◆ **YOUR TASK**:
Edit the material below by replacing every "RESULT" with "POINTS" and leaving everything else unchanged. Omit the pictures from your answer.
═════ SUPPLIED RECORDS
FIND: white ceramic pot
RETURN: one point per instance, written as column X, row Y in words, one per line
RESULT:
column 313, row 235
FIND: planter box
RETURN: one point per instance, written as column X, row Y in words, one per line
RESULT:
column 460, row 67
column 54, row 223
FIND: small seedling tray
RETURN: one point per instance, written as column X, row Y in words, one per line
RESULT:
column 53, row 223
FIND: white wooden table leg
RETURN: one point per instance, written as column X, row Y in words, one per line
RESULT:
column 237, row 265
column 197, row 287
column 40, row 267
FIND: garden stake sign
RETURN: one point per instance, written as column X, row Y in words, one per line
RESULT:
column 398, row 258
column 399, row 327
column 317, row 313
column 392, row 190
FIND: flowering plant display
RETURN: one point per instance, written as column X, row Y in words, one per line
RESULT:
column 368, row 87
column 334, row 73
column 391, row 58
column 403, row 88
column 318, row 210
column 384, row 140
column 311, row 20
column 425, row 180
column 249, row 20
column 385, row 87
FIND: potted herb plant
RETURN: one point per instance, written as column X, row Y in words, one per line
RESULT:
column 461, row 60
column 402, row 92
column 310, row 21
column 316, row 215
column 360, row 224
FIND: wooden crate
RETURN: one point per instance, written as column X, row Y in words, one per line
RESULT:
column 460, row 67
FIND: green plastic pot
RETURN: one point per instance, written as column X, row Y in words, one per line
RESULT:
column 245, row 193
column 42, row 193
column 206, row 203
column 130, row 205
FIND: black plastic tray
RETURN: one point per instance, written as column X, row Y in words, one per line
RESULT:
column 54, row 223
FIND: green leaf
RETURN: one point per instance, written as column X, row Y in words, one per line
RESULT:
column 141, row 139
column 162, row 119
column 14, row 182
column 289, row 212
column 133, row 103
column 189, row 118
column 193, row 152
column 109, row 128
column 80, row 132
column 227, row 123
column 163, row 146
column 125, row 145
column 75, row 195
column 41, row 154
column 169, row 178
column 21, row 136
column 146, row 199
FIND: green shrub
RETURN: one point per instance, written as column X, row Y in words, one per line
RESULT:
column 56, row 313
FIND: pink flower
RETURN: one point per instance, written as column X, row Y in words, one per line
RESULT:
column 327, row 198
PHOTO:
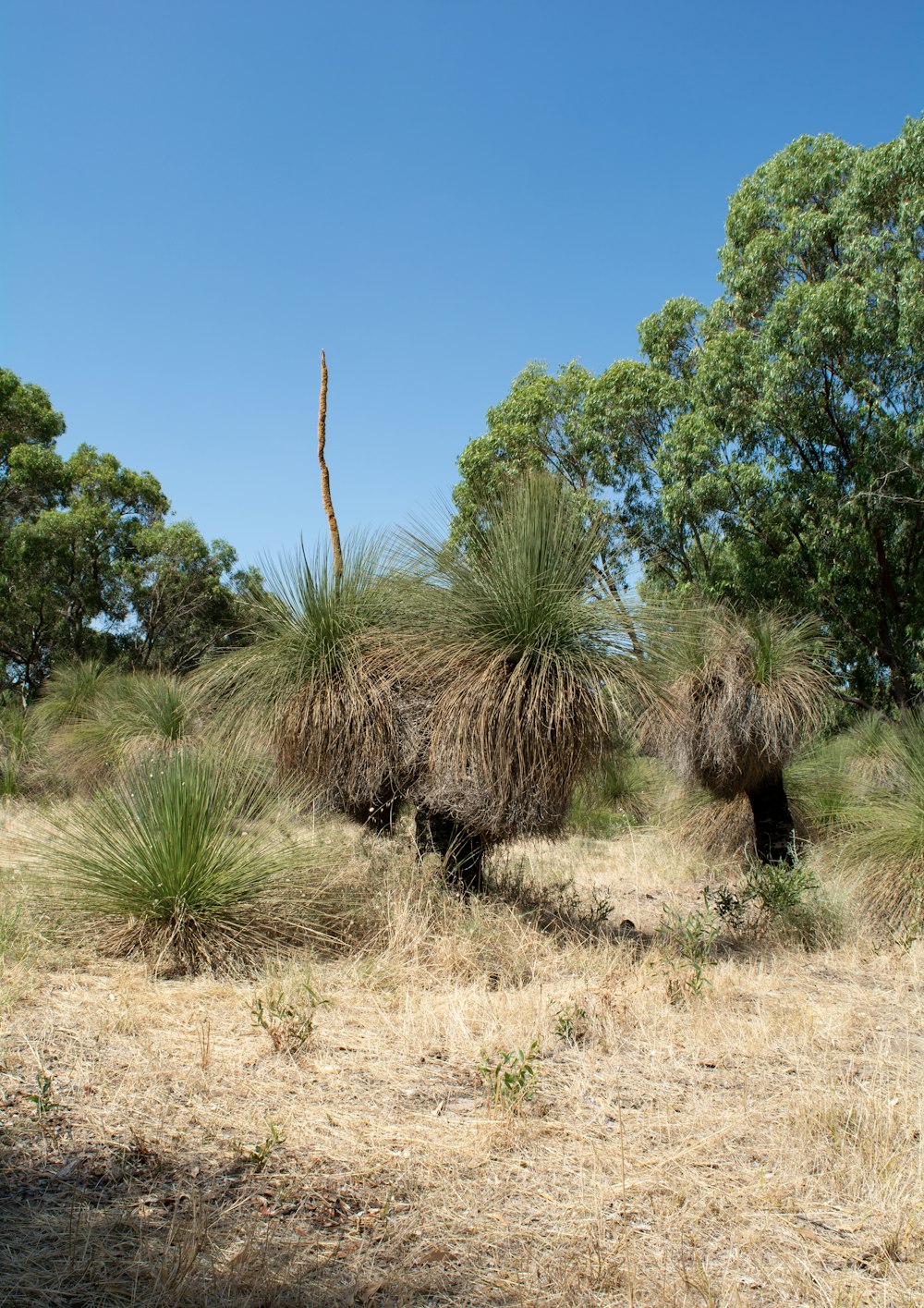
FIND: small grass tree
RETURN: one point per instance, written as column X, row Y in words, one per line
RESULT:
column 187, row 856
column 735, row 699
column 101, row 719
column 318, row 680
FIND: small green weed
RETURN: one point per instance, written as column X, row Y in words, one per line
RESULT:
══════════
◆ **ANSWER TO THE PROBLEM**:
FIND: white ceramic pot
RETURN: one point per instance, written as column X, row Y in words, one per line
POINTS:
column 313, row 235
FIND: planter box
RETURN: one point per instance, written as column X, row Y in words, one per line
POINTS:
column 460, row 67
column 54, row 223
FIND: small seedling tray
RETURN: one point per instance, written as column X, row Y in words, one per line
POINTS:
column 53, row 223
FIND: white wooden table leg
RETURN: one point per instance, written as column X, row Y in words, one per line
POINTS:
column 237, row 265
column 197, row 287
column 40, row 267
FIND: garden stake sign
RETURN: one point per instance, written as column X, row Y in words, one per line
POINTS:
column 398, row 258
column 399, row 327
column 317, row 313
column 392, row 190
FIND: flowering plant display
RETURN: one point per instance, written as column X, row Y in words, one per line
POINTS:
column 368, row 87
column 334, row 73
column 391, row 58
column 403, row 88
column 318, row 210
column 384, row 140
column 311, row 20
column 425, row 180
column 249, row 20
column 385, row 87
FIND: potted herb plant
RETURN: one point per instance, written as column X, row Y in words, one per line
POINTS:
column 461, row 60
column 402, row 92
column 310, row 21
column 316, row 215
column 360, row 224
FIND: wooden crate
RETURN: one point per instance, written as column X, row Y in words, one per line
POINTS:
column 460, row 67
FIND: green plastic pot
RETURN: one point per instance, written as column X, row Y in words, one per line
POINTS:
column 245, row 193
column 42, row 193
column 206, row 203
column 130, row 205
FIND: black plastic tray
RETURN: one point per instance, written as column X, row Y in words, one per line
POINTS:
column 54, row 223
FIND: green leaf
RETURN: one point per instance, written as column X, row Y in words, one per line
POINTS:
column 141, row 139
column 162, row 119
column 14, row 182
column 289, row 212
column 133, row 103
column 189, row 118
column 193, row 152
column 109, row 128
column 80, row 132
column 227, row 123
column 163, row 146
column 125, row 145
column 75, row 195
column 41, row 154
column 169, row 178
column 21, row 136
column 146, row 199
FIND: green shrub
RETURN: one point per instance, written as column X, row Y in words, one per line
POINTS:
column 56, row 313
FIND: pink flower
RETURN: one point per instance, written as column X, row Y in words, one per line
POINTS:
column 327, row 198
PHOTO:
FIND: small grass tree
RETURN: one point per instance, written as column X, row Y in words, one per line
POINTS:
column 187, row 856
column 735, row 699
column 101, row 719
column 318, row 680
FIND: small green weed
RETURN: one point per instance, written as column X, row Y in words, one per line
POINTS:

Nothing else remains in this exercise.